» Textauszug:
Tag 13: Die geheime Welt von Turisede mit Schlauchboottour auf der Neisse
- so könnte man diesen Blogbeitrag überschreiben. Oder die Schlagzeile könnte auch lauten: Gebrauchsanleitung für total erschöpfte- aber glückliche Kinder.
Wer selber kleine Kinder hat, der weiß wie erholsam es sein kann, wenn die kleinen Energiebündel völlig ausgepowert – ohne große Diskussionen – abends quasi von selber zeitig ins Bett fallen. Hier ein Vorschlag, wie so ein Tag aussehen könnte.

Datensätze zum Zeigen auf Fotoobjekte:

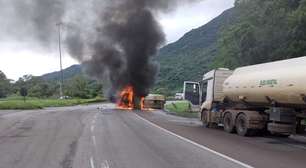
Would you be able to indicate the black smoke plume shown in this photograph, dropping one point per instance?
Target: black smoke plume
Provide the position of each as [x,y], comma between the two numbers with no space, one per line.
[115,39]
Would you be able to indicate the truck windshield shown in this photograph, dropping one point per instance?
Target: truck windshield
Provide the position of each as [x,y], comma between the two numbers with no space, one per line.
[204,91]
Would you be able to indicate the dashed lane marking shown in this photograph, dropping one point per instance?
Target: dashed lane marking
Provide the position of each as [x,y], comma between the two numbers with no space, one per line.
[196,144]
[92,163]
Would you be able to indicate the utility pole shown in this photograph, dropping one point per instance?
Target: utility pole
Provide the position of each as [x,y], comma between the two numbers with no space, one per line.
[59,24]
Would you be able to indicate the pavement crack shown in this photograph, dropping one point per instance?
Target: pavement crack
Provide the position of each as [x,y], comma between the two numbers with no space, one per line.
[68,159]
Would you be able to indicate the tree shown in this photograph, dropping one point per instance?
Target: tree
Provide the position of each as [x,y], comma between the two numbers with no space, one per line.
[4,85]
[263,31]
[24,93]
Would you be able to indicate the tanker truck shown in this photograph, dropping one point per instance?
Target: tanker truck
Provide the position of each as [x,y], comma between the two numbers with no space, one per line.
[265,97]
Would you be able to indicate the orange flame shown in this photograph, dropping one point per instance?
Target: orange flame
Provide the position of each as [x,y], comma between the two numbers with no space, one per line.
[126,100]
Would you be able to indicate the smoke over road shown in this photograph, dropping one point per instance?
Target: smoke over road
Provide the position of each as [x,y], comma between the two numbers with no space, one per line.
[115,39]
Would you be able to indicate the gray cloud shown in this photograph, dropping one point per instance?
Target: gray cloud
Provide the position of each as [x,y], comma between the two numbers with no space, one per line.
[116,39]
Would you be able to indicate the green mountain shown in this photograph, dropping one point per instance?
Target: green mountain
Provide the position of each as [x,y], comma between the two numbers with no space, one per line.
[186,59]
[192,55]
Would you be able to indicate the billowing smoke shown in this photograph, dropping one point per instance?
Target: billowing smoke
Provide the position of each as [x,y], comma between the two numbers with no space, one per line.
[115,39]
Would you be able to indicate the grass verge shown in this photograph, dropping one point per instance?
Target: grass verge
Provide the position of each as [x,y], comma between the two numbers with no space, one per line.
[181,108]
[41,103]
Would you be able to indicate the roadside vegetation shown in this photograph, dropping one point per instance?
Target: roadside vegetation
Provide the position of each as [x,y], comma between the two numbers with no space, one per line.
[181,108]
[30,92]
[34,103]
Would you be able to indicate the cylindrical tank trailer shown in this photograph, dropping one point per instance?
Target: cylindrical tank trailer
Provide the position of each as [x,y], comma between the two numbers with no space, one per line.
[282,83]
[268,96]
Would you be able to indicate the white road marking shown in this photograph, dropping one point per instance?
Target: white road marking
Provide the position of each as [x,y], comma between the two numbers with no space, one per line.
[92,163]
[105,164]
[196,144]
[94,140]
[92,128]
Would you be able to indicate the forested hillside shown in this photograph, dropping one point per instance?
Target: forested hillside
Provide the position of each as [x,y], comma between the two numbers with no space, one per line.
[190,56]
[264,31]
[254,31]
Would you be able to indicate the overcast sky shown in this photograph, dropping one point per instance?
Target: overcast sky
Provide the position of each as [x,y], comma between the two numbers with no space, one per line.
[16,61]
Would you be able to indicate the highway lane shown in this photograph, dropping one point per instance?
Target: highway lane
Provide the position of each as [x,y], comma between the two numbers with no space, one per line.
[121,139]
[85,136]
[98,136]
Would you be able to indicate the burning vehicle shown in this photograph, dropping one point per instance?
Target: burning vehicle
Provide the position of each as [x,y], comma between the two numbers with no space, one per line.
[128,100]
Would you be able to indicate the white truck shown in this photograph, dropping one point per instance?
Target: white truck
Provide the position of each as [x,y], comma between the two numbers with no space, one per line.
[270,96]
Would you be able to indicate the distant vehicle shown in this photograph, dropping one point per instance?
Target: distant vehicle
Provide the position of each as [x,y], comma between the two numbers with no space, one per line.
[65,97]
[179,96]
[270,96]
[154,101]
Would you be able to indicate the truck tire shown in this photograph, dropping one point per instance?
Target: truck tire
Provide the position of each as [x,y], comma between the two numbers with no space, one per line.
[204,119]
[228,123]
[242,125]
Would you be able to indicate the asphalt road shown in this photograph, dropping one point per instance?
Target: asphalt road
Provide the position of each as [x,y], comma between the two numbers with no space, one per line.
[88,137]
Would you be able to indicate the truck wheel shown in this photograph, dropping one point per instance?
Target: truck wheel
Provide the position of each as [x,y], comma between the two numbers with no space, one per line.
[242,125]
[204,119]
[228,123]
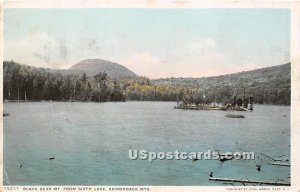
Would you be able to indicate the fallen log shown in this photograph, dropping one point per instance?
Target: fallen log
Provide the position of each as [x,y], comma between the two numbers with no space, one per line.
[249,181]
[280,164]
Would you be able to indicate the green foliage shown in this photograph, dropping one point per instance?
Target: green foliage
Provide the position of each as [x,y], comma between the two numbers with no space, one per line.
[22,82]
[270,85]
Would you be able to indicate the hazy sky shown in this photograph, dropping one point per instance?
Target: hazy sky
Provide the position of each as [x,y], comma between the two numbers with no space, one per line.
[150,42]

» Aufgabe 1:
Beantworten Sie anhand des Textauszugs kurz diese Fragen:
(a) Welcher Tag wird in der Überschrift genannt?
(b) Auf welchem Fluss findet die Schlauchboottour statt?
(c) Was bietet der Textauszug am Ende an?
» Aufgabe 2:
Schreiben Sie aus dem Textauszug den Teil ab, der mit den Worten „Wer selber kleine“ einsetzt und mit „Tag aussehen könnte.“ schließt.
» Aufgabe 3:
Nennen Sie in der Grundform alle Eigenschaftswörter, mit denen der Textauszug die Kinder beschreibt.
Die Zeilen spielen hierfür keine Rolle.

» Musterlösung 1:
(a) Tag 13.
(b) Auf der Neisse.
(c) Einen Vorschlag, wie so ein Tag aussehen könnte.

» Musterlösung 2:
Wer selber kleine Kinder hat, der weiß wie erholsam es sein kann, wenn die kleinen Energiebündel völlig ausgepowert – ohne große Diskussionen – abends quasi von selber zeitig ins Bett fallen. Hier ein Vorschlag, wie so ein Tag aussehen könnte.

» Musterlösung 3:
erschöpft, glücklich, klein, ausgepowert